--- START ---
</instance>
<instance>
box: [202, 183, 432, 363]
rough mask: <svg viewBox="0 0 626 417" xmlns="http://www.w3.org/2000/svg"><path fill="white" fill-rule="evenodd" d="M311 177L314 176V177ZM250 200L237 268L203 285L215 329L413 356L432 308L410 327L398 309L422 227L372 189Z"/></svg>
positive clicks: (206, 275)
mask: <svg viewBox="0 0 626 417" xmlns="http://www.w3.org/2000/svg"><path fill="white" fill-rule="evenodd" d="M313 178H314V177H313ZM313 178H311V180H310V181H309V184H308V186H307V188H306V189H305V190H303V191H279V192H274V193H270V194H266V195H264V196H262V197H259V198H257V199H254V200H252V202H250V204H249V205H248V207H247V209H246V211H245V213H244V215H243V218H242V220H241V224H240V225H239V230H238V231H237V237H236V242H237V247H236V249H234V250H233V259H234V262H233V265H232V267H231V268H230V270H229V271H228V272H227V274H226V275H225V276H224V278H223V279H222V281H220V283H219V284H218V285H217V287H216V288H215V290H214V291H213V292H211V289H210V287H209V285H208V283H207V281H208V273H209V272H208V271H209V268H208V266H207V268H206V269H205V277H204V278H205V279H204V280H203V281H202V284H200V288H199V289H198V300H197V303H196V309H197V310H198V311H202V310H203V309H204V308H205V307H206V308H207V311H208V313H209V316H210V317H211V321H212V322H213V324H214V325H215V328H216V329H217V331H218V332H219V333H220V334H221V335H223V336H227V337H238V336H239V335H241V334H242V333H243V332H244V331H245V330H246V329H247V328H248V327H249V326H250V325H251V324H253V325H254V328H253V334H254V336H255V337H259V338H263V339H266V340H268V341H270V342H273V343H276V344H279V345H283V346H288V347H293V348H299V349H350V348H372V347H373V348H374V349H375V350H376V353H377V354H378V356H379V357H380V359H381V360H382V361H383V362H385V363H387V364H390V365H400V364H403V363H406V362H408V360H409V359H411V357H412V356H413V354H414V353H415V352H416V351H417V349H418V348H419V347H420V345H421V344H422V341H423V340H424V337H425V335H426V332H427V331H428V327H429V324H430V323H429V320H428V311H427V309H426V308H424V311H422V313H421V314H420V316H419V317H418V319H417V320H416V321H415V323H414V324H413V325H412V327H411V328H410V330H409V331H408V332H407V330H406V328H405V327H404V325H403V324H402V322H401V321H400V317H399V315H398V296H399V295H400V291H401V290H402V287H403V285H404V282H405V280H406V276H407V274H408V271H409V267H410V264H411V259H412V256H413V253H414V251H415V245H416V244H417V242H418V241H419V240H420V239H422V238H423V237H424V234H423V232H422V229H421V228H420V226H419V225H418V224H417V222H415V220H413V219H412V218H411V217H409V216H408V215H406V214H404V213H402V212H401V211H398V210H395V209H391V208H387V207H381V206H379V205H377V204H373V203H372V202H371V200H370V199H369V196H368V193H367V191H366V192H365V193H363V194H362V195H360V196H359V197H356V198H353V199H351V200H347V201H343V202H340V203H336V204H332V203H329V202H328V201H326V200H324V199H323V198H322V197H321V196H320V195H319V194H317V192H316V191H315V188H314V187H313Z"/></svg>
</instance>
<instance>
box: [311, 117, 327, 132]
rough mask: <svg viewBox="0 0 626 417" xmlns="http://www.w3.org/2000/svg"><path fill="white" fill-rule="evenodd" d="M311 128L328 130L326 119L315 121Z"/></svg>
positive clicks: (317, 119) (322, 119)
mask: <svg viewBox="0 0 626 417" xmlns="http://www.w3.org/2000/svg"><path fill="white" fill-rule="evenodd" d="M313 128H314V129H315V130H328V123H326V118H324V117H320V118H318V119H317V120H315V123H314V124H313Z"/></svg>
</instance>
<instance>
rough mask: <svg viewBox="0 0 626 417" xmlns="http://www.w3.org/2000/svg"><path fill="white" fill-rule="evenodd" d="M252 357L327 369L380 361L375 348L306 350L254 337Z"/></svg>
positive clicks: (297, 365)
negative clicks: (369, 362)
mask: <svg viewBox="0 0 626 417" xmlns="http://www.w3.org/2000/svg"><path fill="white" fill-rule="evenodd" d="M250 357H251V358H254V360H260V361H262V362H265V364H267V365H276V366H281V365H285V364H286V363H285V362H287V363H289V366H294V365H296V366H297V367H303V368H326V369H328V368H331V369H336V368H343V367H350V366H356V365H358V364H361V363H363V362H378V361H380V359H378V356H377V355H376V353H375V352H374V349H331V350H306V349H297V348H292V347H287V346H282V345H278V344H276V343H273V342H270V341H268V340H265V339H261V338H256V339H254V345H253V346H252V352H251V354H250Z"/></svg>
--- END ---
--- START ---
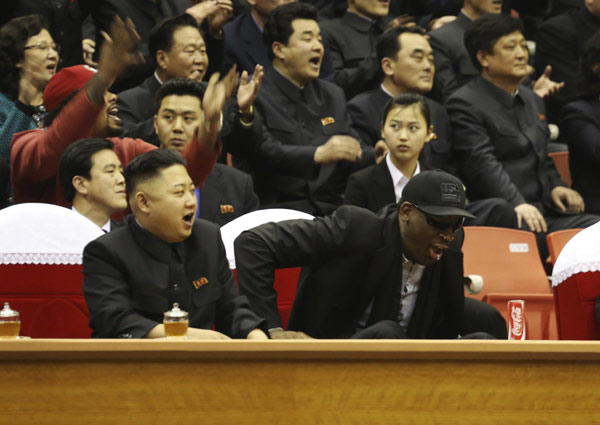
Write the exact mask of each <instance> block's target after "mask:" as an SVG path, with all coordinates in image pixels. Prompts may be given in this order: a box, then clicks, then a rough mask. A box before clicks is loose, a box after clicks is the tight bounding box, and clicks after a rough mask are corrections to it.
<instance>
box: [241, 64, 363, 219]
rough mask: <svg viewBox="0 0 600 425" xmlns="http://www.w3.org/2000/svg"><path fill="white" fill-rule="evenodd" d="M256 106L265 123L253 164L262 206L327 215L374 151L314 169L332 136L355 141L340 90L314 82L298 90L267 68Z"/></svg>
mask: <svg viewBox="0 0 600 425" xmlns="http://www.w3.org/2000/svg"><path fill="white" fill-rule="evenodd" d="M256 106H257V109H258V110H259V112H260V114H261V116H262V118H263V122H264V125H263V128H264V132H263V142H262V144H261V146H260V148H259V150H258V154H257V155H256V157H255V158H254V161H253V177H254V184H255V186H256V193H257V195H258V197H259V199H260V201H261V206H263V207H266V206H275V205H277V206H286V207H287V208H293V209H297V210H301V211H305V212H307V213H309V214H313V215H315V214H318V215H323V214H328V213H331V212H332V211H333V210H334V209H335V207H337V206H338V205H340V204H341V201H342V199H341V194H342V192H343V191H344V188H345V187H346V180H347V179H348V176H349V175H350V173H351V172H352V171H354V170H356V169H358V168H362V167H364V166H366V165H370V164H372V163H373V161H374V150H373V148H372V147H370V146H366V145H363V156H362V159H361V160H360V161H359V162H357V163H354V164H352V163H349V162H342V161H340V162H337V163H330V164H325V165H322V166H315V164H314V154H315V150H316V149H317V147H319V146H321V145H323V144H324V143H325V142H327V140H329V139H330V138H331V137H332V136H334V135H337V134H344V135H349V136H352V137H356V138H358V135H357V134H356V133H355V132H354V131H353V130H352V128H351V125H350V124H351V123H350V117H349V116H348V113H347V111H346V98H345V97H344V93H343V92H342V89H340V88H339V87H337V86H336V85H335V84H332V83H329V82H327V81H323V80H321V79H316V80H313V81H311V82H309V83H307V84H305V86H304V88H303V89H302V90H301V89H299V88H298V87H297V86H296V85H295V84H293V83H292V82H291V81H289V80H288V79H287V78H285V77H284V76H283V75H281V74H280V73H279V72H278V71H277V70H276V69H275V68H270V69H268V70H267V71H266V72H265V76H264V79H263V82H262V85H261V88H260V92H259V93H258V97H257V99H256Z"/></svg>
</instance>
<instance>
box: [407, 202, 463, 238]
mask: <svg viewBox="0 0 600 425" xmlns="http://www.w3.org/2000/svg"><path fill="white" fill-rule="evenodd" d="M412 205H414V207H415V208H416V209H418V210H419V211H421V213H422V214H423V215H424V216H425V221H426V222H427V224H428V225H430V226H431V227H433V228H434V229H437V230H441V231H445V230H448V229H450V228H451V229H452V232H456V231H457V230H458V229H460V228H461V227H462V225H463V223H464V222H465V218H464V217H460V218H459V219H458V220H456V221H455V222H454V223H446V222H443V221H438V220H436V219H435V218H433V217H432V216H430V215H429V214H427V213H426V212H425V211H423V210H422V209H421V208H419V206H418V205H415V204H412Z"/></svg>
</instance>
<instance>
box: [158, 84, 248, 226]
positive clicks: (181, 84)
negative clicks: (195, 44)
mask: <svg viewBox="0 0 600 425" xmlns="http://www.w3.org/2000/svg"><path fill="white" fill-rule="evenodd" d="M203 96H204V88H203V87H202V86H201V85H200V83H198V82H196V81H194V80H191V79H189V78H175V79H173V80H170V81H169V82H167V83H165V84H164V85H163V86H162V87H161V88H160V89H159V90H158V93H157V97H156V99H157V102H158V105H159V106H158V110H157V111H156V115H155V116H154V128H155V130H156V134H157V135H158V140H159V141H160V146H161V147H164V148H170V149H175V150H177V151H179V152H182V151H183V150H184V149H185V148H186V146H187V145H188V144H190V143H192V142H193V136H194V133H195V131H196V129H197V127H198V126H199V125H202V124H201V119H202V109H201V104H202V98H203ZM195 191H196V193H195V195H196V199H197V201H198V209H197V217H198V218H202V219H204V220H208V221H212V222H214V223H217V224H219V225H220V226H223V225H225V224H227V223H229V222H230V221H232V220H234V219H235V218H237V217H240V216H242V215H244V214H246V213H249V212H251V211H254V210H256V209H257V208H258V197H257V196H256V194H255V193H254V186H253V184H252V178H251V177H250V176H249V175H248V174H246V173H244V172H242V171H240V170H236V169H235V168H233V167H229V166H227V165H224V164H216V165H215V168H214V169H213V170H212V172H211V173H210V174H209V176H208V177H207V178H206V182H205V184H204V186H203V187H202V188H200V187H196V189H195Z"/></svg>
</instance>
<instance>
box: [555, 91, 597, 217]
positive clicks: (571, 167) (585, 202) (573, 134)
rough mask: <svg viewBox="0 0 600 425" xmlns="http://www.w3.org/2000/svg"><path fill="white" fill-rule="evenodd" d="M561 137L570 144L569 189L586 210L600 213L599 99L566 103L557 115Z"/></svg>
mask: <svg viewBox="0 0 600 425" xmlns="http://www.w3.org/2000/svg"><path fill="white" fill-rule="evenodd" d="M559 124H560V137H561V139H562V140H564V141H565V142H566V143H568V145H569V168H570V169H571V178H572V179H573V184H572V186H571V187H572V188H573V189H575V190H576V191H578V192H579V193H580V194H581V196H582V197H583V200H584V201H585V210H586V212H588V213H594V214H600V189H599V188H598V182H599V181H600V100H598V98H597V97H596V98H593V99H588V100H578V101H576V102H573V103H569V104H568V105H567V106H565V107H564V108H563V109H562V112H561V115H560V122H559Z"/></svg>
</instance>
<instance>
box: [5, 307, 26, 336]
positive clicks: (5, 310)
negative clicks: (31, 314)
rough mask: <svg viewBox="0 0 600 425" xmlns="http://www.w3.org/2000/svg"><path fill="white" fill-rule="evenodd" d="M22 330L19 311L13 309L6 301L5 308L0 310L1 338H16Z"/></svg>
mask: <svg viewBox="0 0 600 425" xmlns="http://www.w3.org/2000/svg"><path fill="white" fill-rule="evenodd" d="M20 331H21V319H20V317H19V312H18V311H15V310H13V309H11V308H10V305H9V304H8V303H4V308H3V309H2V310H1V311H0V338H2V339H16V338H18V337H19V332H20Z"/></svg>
--- END ---
→ **WORK REQUEST**:
Write out the entries again, beginning at the line that has "Write the exact" and stopping after the line that has "106L265 123L253 164L262", with "rough mask" swapped for "coarse mask" and everything else left unchanged.

→ **YOUR RESPONSE**:
Write the exact mask of each <instance> block's target after "mask:" as an SVG path, with all coordinates in image pixels. Prompts may be given in this order: a box, then clicks, then a coarse mask. A box before clicks is loose, a box after clicks is the tight bounding box, and clicks after a coarse mask are corrections to it.
<instance>
box: [241, 64, 363, 219]
coarse mask: <svg viewBox="0 0 600 425" xmlns="http://www.w3.org/2000/svg"><path fill="white" fill-rule="evenodd" d="M256 106L265 123L253 164L262 206L327 215L374 151L314 169L332 136L355 141L340 90L314 82L298 90L267 68Z"/></svg>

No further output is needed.